# Least favorite veggie?



## kimbaby (Feb 10, 2006)

WHAT is your least favoritte veggie?

WELL mine is raw tomatoes,I can eat 'em cooked but not raw...
the other would be raw cabbage,love it cooked though.


----------



## corazon (Feb 10, 2006)

brussel sprouts  
To quote Ross' opinion of brussel sprouts on Friends "That's worse than no food!"  I quite agree.
I also don't like raw onion.


----------



## daisy (Feb 10, 2006)

I hate pumpkin so much it almost amounts to a pumpkin-phobia. Turnips are a close second, as an unfavourite.


----------



## Dove (Feb 10, 2006)

I love cabbage but........  not sauerkraut.


----------



## auntdot (Feb 10, 2006)

Rhubarb.  Cannot just abide the stuff even if it is stuffed into a pie with a lot of sugar and strawberries.


----------



## sattie (Feb 10, 2006)

Freaking PEAS!


----------



## QSis (Feb 10, 2006)

Lima beans


----------



## SierraCook (Feb 10, 2006)

sattie said:
			
		

> Freaking PEAS!


 
and sweet potatoes!!


----------



## grumblebee (Feb 10, 2006)

I love ALL vegetables! A lot of the ones you guys listed as your least favourites are some of my faves! I love raw cabbage, peas, brussels sprouts (i always hog the brussel sprouts at Thanksgiving... hehe), raw onion, tomato - i love them all! 

I think if I had to choose one veggie that I didnt like it would be _canned_ spinach. I love spinach raw, and cooked spinach is yummy too (if its cooked from fresh) but canned spinach is just.... unpleasant.


----------



## wasabi (Feb 11, 2006)

*Bitter melon is used alot in Filipino dishes. When my Dh cooks for me, my only request is, no bitter melon, please. *


----------



## Michael in FtW (Feb 11, 2006)

I can't think of a vegetable that I don't like if it is cooked properly and/or not canned. I can even enjoy some "tinned" veges if they are not dumped into a pan and boiled for another 20-30 minutes!


----------



## Piccolina (Feb 11, 2006)

Lima beans, often (depends on the dish) cooked cabbage and bamboo (it's not so much the taste, but the woody texture - I usually pick them out of Chinese food). Actually I don't much like the texture of celery either, but enjoy the taste a lot. But all in all I just adore veggies! I thank my mom that she feed us so many from an early age onward, it really instilled a love of vegetables in me.


----------



## kadesma (Feb 11, 2006)

Piccolina said:
			
		

> Lima beans, often (depends on the dish) cooked cabbage and bamboo (it's not so much the taste, but the woody texture - I usually pick them out of Chinese food). Actually I don't much like the texture of celery either, but enjoy the taste a lot. But all in all I just adore veggies! I thank my mom that she feed us so many from an early age onward, it really instilled a love of vegetables in me.

____

Transcribe the passage of the least-favorite-vegetable thread that opens with the words containing "## corazon (Feb" and closes with "as an unfavourite.".

◆ **Data block**
____

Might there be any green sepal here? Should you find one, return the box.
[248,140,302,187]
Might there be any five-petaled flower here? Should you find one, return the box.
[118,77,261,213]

____

◆ **The answer**
## corazon (Feb 10, 2006)

brussel sprouts  
To quote Ross' opinion of brussel sprouts on Friends "That's worse than no food!"  I quite agree.
I also don't like raw onion.


----------



## daisy (Feb 10, 2006)

I hate pumpkin so much it almost amounts to a pumpkin-phobia. Turnips are a close second, as an unfavourite.